Travail à faire -
[a] Reproduisez mot pour mot le passage de l'extrait sur les universaux qui va de « En réfutant cette » jusqu'à « leur commun Maître. ».
[b] Dans l'extrait sur les universaux, quel qualificatif la réponse citée donne-t-elle à la nature lorsqu'elle se trouve en la chose ?

Texte fourni -
- - - - -
En réfutant cette doctrine professée par des Scotistes tels qu’Antonio d’Andrès, Ockam a eu bien soin de marquer qu’elle était gratuitement attribuée par eux à leur commun Maître.

Il passe maintenant à l’examen d’une troisième question relative aux universaux[1] :

« Ce qui est universel et univoque est-il réellement hors de l’âme, est-il, par la nature même des choses, distinct de l’individu, bien que cette distinction ne soit pas réelle ?…

» On répond à cette question que dans la chose, et hors de notre âme, il y a la nature ; qu’en réalité, cette nature ne fait qu une seule et même chose avec ce qui la contracte en un individu déterminé, mais qu’elle en est, cependant, distincte formellement ; de soi, cette nature n’est ni universelle ni particulière ; en la chose, elle est incomplètement universelle ; c’est seulement selon la manière d’être qu’elle a en l’intelligence, que cette nature est complètement universelle.
- - - - -
Données -
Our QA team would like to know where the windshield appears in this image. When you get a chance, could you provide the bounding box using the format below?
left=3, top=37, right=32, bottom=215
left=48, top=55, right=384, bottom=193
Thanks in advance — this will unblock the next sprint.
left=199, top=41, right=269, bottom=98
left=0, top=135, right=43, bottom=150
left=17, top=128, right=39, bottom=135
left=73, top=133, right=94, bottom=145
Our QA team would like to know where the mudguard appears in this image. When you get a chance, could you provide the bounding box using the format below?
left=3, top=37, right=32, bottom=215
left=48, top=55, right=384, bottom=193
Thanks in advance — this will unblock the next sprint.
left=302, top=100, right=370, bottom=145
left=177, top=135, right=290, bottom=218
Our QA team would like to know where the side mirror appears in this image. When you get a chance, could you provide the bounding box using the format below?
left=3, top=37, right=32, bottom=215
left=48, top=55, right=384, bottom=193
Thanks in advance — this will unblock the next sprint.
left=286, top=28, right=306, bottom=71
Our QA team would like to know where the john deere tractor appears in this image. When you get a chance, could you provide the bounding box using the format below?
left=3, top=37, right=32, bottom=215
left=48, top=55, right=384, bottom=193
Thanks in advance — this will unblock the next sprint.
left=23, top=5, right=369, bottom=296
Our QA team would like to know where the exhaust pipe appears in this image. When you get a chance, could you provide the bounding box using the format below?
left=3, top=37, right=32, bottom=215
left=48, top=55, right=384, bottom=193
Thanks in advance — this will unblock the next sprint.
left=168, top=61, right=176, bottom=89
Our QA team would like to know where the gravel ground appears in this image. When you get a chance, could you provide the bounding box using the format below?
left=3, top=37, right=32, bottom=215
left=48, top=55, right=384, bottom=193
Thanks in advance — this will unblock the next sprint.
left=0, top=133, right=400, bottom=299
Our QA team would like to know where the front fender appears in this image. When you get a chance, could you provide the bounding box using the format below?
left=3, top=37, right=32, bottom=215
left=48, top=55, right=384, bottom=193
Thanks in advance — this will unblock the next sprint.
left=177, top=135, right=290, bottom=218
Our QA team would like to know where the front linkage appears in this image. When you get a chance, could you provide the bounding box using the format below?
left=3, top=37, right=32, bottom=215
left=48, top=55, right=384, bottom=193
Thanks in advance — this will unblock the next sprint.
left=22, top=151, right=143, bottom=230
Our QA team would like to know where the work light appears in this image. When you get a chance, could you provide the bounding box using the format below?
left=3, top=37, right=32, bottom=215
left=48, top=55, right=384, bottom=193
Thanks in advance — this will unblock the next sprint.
- - - - -
Réponses fournies -
[a]
En réfutant cette doctrine professée par des Scotistes tels qu’Antonio d’Andrès, Ockam a eu bien soin de marquer qu’elle était gratuitement attribuée par eux à leur commun Maître.

[b] En la chose, la nature est incomplètement universelle.